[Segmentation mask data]
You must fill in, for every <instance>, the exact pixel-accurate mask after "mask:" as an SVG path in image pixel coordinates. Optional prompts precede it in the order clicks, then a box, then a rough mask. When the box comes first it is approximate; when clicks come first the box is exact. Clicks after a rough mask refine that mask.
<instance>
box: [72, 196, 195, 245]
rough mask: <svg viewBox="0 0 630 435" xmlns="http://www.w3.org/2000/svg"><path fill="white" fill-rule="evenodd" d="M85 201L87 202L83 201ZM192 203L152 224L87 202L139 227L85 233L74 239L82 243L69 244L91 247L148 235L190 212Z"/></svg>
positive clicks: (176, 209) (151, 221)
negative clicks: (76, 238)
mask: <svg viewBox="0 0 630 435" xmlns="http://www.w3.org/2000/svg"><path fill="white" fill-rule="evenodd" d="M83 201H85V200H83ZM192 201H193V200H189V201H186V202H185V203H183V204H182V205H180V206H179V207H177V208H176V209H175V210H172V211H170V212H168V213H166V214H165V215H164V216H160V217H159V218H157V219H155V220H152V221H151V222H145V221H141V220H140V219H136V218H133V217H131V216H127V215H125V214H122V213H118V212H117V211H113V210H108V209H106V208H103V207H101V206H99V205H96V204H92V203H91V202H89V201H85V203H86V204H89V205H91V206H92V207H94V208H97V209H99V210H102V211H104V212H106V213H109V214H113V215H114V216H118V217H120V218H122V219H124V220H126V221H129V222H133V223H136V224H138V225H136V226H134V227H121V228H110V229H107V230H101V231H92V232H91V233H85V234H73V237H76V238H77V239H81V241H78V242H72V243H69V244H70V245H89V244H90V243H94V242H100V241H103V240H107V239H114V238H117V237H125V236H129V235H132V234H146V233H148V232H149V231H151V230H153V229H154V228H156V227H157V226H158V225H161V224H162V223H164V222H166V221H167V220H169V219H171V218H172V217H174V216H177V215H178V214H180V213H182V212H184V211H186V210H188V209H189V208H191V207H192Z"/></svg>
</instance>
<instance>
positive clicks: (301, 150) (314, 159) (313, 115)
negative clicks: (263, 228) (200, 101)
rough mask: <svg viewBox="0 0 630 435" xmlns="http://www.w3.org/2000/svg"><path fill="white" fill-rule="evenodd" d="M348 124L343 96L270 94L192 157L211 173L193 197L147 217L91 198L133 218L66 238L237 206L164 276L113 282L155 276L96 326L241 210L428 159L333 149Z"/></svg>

--

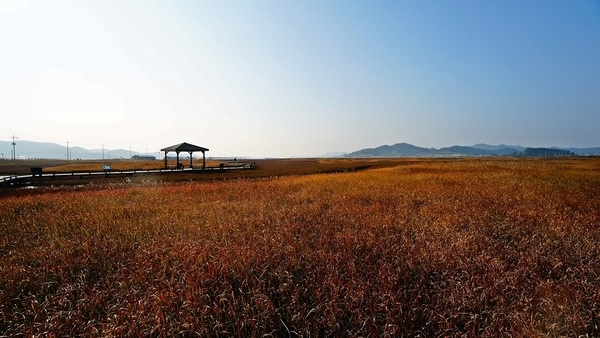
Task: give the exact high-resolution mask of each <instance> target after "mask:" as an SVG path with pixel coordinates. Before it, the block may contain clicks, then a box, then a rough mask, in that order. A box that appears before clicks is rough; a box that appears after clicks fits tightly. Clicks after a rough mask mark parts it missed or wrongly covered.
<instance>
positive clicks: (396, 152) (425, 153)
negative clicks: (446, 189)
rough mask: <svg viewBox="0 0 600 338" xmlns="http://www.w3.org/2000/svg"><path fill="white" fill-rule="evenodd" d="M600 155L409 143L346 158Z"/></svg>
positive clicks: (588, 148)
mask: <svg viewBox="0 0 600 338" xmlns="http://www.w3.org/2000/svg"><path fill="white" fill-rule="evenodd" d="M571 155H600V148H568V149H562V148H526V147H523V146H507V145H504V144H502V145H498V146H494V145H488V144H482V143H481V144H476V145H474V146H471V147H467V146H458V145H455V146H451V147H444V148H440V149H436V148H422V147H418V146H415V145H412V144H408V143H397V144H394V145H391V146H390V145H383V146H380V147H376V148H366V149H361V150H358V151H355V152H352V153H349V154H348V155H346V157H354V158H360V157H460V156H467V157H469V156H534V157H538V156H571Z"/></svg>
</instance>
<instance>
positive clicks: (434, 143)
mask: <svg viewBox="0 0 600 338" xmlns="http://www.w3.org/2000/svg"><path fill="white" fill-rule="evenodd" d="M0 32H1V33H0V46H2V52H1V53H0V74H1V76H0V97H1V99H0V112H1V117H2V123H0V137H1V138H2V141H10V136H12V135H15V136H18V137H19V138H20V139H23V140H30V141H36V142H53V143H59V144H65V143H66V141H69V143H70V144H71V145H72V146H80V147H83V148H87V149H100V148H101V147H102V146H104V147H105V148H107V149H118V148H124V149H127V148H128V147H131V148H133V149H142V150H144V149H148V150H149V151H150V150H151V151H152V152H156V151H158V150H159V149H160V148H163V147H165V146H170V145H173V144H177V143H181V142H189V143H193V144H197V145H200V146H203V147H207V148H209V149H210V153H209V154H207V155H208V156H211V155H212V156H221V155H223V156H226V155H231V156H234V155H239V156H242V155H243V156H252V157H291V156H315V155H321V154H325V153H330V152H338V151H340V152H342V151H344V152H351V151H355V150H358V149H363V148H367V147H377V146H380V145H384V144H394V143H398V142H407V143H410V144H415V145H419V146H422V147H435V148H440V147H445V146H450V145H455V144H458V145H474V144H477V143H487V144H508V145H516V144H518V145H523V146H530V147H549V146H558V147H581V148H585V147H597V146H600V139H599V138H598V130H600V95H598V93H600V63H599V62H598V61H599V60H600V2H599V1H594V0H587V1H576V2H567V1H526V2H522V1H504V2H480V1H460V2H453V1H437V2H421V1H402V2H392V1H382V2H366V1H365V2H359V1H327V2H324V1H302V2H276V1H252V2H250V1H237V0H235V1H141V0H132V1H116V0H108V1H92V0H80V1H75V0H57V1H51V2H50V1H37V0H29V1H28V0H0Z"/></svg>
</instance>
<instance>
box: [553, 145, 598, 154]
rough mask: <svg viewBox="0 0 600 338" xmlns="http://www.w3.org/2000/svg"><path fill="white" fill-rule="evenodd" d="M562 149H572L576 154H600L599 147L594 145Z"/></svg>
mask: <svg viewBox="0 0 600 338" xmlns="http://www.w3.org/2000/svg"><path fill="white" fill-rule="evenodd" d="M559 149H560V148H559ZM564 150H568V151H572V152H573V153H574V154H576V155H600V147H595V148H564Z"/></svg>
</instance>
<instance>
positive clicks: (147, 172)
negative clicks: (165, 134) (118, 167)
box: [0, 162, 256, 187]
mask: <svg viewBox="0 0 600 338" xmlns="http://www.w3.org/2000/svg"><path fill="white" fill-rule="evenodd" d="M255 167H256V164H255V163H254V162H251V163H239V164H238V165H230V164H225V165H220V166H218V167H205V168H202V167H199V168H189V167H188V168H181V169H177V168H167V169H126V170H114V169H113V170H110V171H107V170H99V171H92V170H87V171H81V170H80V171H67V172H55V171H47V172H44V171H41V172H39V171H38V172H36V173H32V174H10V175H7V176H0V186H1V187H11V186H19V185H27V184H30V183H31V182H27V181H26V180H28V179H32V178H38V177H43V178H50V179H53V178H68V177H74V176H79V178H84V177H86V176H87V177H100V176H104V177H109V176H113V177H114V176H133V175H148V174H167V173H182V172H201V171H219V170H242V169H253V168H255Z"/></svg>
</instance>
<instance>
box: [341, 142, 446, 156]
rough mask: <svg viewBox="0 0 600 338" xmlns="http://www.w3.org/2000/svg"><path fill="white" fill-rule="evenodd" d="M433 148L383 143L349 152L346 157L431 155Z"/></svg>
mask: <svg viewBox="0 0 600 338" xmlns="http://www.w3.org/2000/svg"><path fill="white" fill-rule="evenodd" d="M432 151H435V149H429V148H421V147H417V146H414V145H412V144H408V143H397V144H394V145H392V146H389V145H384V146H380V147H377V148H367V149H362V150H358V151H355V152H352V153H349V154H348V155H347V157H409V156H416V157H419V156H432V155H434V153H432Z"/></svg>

→ **WHAT NEEDS TO BE DONE**: State how many of the lines above contain the word "order". Reply with the number alone.

→ **RESPONSE TO THIS EXERCISE**: 2